> [Aufgabe]:
Skaliere die Koordinaten im Abschnitt vom Anfang der Zeilen bis einschließlich der Zeile mit „[1,14,245,199]“. Gib nur diese Zeilen vollständig wieder, auch die ohne Koordinaten, und multipliziere dabei jede Koordinate in den Antworten mit 2,6, gerundet auf ganze Zahlen, Hälften aufwärts.

Aus einer Sammlung entnommene Daten
• • • •

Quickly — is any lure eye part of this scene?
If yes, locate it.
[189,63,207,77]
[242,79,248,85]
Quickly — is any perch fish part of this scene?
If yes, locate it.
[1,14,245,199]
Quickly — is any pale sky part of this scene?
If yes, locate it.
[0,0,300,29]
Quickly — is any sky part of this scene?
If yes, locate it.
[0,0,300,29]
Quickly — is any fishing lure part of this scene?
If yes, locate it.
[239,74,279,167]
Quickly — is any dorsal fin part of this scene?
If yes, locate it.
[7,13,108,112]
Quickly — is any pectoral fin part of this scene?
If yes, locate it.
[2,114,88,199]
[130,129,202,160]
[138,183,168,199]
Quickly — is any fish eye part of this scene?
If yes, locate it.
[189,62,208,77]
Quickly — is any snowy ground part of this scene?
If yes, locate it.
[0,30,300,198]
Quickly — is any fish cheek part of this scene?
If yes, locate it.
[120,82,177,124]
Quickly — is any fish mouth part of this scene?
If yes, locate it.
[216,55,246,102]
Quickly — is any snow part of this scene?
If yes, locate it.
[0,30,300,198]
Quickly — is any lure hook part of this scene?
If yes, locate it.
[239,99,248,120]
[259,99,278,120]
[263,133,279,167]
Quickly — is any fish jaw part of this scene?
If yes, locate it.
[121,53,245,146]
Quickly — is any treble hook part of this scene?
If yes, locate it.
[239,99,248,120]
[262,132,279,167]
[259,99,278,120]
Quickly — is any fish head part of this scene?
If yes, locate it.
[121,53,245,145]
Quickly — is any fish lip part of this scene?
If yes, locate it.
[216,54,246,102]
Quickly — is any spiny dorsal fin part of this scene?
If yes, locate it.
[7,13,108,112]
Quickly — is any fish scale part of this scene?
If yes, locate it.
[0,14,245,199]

• • • •

> [Antwort]:
Quickly — is any lure eye part of this scene?
If yes, locate it.
[491,164,538,200]
[629,205,645,221]
Quickly — is any perch fish part of this scene?
If yes, locate it.
[3,36,637,517]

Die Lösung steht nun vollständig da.